START DATA TO EXAMINE

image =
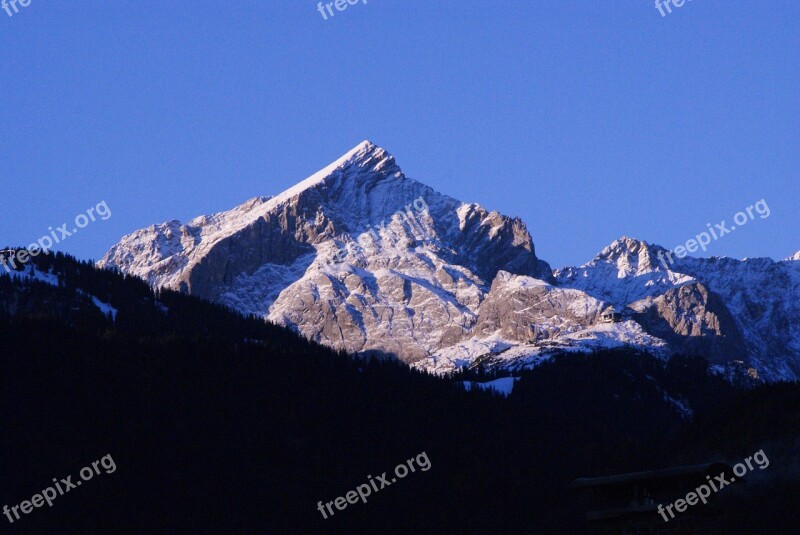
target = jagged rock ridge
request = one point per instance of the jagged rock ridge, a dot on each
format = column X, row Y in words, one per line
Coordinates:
column 362, row 258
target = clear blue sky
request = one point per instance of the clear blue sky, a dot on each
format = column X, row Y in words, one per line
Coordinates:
column 589, row 120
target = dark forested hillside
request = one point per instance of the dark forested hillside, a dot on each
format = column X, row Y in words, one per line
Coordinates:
column 221, row 423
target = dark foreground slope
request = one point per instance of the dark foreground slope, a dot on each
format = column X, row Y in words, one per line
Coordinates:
column 219, row 423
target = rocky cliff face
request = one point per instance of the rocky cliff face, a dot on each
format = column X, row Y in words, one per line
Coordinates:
column 362, row 258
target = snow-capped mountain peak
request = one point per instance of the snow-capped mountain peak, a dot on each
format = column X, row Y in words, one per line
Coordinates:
column 361, row 257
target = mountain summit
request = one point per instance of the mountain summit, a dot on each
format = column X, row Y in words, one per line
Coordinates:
column 357, row 256
column 362, row 258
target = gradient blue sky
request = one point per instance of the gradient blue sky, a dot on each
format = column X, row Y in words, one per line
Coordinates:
column 589, row 120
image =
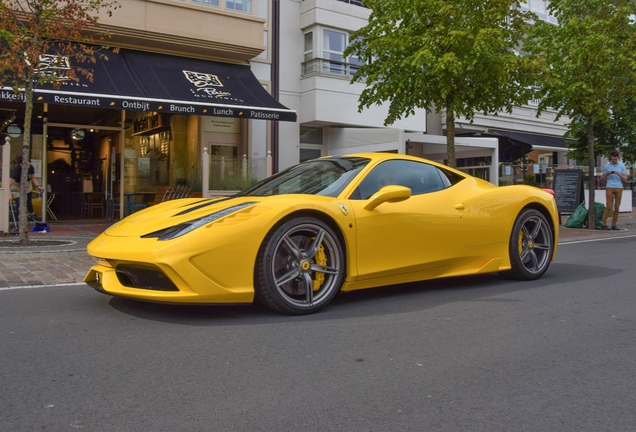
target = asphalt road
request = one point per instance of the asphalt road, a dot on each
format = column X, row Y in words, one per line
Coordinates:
column 469, row 354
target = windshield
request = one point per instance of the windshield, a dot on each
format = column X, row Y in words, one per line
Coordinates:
column 327, row 177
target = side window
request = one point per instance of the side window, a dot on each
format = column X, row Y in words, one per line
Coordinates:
column 420, row 177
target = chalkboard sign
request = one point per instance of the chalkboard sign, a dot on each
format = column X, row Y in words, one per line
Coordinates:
column 568, row 187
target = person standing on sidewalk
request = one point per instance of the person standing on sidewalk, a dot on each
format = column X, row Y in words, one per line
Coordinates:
column 14, row 186
column 614, row 174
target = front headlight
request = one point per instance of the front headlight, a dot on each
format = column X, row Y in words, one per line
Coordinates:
column 186, row 227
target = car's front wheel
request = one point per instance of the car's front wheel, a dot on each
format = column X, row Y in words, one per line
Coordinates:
column 300, row 267
column 531, row 246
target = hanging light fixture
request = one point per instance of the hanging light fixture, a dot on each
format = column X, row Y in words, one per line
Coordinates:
column 77, row 134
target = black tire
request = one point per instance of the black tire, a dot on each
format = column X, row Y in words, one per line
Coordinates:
column 531, row 246
column 301, row 252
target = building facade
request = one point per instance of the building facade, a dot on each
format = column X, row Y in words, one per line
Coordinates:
column 189, row 75
column 315, row 81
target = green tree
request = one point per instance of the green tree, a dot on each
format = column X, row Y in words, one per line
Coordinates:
column 618, row 133
column 36, row 40
column 589, row 59
column 453, row 55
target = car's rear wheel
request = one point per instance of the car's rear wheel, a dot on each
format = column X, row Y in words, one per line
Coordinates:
column 531, row 246
column 300, row 267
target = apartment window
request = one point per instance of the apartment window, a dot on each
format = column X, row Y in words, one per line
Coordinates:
column 239, row 5
column 206, row 2
column 310, row 142
column 309, row 46
column 540, row 8
column 324, row 53
column 236, row 5
column 333, row 46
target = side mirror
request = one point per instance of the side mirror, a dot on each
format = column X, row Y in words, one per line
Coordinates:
column 390, row 193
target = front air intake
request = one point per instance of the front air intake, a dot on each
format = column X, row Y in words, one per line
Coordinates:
column 144, row 277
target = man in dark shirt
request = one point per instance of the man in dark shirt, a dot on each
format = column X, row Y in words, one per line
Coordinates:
column 14, row 185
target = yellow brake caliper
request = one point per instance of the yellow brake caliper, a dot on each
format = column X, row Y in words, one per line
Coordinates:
column 321, row 259
column 521, row 237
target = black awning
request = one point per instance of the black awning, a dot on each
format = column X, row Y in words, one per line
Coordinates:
column 538, row 142
column 144, row 81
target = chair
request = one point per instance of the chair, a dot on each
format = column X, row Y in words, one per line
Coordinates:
column 14, row 211
column 131, row 205
column 112, row 207
column 84, row 203
column 50, row 198
column 95, row 202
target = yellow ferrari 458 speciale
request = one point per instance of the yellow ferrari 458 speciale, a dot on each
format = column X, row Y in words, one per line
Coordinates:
column 332, row 224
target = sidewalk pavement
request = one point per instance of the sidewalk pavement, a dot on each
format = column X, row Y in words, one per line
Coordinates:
column 59, row 257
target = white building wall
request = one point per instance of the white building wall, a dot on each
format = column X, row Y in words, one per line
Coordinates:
column 331, row 102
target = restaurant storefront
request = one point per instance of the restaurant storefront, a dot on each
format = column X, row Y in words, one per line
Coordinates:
column 141, row 124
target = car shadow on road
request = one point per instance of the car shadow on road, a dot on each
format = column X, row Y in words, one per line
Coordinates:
column 394, row 299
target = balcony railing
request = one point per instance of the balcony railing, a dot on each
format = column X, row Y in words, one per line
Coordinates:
column 328, row 67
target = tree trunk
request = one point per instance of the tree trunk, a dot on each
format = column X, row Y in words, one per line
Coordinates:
column 591, row 181
column 25, row 182
column 450, row 138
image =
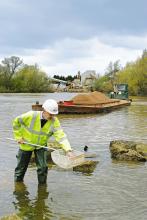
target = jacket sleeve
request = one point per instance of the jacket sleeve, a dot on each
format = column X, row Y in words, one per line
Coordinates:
column 18, row 122
column 60, row 136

END DATA TO EXAMINE

> _TASK BRIEF_: Repeat the data exactly, without the pictures.

> _RESPONSE TO THE EXERCISE_:
image =
target = jagged rock ridge
request = one point per instance of the jagged rock ridge, a dot on each
format = column X, row Y in words, one per line
Coordinates:
column 362, row 258
target = clear blue sky
request = one point per instance of the clear blue sky, a dot on each
format = column X, row Y in words, one per line
Coordinates:
column 589, row 120
target = dark forested hillside
request = one point per instance of the dark forested hillside, a dot on each
format = column X, row Y in words, one per line
Coordinates:
column 221, row 423
target = dark foreground slope
request = one point per instance of the dark foreground slope, a dot on each
format = column X, row Y in words, one per line
Coordinates:
column 219, row 423
target = rocky cliff face
request = one point per instance of the rocky cliff face, a dot on each
format = column X, row Y in words, one per line
Coordinates:
column 362, row 258
target = snow-capped mountain peak
request = one point per instance of the snow-capped mountain peak, a dot on each
format = column X, row Y in words, one per line
Coordinates:
column 361, row 257
target = mountain summit
request = one point per instance of the mountain summit, a dot on each
format = column X, row Y in words, one per line
Coordinates:
column 357, row 256
column 362, row 258
target = gradient blue sky
request = one point per instance of the gradient blue sky, a dot on each
format = column X, row Y in words, one per line
Coordinates:
column 589, row 120
image =
target = asphalt road
request = one point per instance of the asphalt road, a dot on each
format = column X, row Y in words, one per line
Coordinates:
column 469, row 354
target = windshield
request = one point per instance of the windshield, a dot on each
format = column X, row Y in words, one per line
Coordinates:
column 327, row 177
target = side window
request = one point per instance of the side window, a dot on each
format = column X, row Y in words, one per line
Coordinates:
column 420, row 177
target = chalkboard sign
request = one point per instance of the chalkboard sign, a dot on each
format = column X, row Y in words, one per line
Coordinates:
column 568, row 187
target = person standing on sidewalk
request = one point per instance of the person standing on sidewalk, a dot on each
format = column X, row Y in words, one per line
Coordinates:
column 14, row 186
column 614, row 174
target = front headlight
request = one point per instance of the front headlight, a dot on each
format = column X, row Y in words, one per line
Coordinates:
column 186, row 227
target = car's front wheel
request = one point per instance of the car's front wheel, a dot on each
format = column X, row Y in words, one per line
Coordinates:
column 300, row 267
column 531, row 246
target = hanging light fixture
request = one point per instance of the hanging light fixture, a dot on each
format = column X, row Y in words, one per line
Coordinates:
column 77, row 134
target = black tire
request = one point per instance of the black tire, a dot on each
format = column X, row Y in words, one per line
Coordinates:
column 531, row 246
column 301, row 252
target = building facade
request = one point per instance of the building facade, a dot on each
format = column X, row Y in words, one per line
Coordinates:
column 189, row 75
column 315, row 81
target = green tree
request = one point per instance of the green tree, a dot on each
format = column X, row Y in words, one per line
Coordinates:
column 618, row 133
column 36, row 40
column 589, row 59
column 453, row 55
target = car's rear wheel
request = one point per instance of the car's rear wheel, a dot on each
format = column X, row Y in words, one per line
Coordinates:
column 531, row 246
column 300, row 267
target = apartment window
request = one point per instance of the apartment window, a dot on each
format = column X, row Y in words, one per line
Coordinates:
column 239, row 5
column 206, row 2
column 310, row 142
column 309, row 46
column 540, row 8
column 324, row 53
column 236, row 5
column 333, row 46
target = side mirror
request = one point per instance of the side mirror, a dot on each
format = column X, row Y in words, one per line
Coordinates:
column 390, row 193
target = front air intake
request = one point per instance of the front air intake, a dot on each
format = column X, row Y in words, one per line
Coordinates:
column 144, row 277
target = man in dark shirt
request = one point per instance of the man in dark shirt, a dot on each
format = column X, row Y in words, one per line
Coordinates:
column 14, row 185
target = yellow brake caliper
request = one point per instance of the yellow brake caliper, a dot on each
format = column X, row Y in words, one per line
Coordinates:
column 321, row 259
column 521, row 237
target = black awning
request = one point per instance of the black awning, a dot on each
format = column X, row Y in words, one per line
Coordinates:
column 538, row 142
column 144, row 81
target = chair
request = one point per instance of the chair, a dot on each
format = column X, row Y in words, one per line
Coordinates:
column 14, row 211
column 131, row 205
column 112, row 207
column 84, row 203
column 50, row 198
column 95, row 202
target = yellow ferrari 458 speciale
request = one point per instance of the yellow ferrari 458 speciale, a dot on each
format = column X, row Y in words, one per line
Coordinates:
column 332, row 224
target = sidewalk pavement
request = one point per instance of the sidewalk pavement, a dot on each
format = column X, row Y in words, one per line
Coordinates:
column 59, row 257
target = white building wall
request = one point per instance of the white building wall, a dot on each
format = column X, row Y in words, one per line
Coordinates:
column 331, row 102
target = restaurant storefront
request = one point per instance of the restaurant storefront, a dot on each
format = column X, row Y in words, one per line
Coordinates:
column 141, row 124
target = car shadow on road
request = one point per instance of the car shadow on road, a dot on each
format = column X, row Y in words, one per line
Coordinates:
column 394, row 299
target = balcony railing
request = one point per instance of the balcony railing, a dot on each
format = column X, row Y in words, one per line
Coordinates:
column 328, row 67
target = tree trunk
request = one point per instance of the tree trunk, a dot on each
format = column X, row Y in words, one per line
Coordinates:
column 591, row 181
column 25, row 182
column 450, row 138
image =
target = jacket sleeve
request = one point per instance of the jacket sleeve, a dot on each
format = column X, row Y in words, one per line
Coordinates:
column 18, row 122
column 60, row 136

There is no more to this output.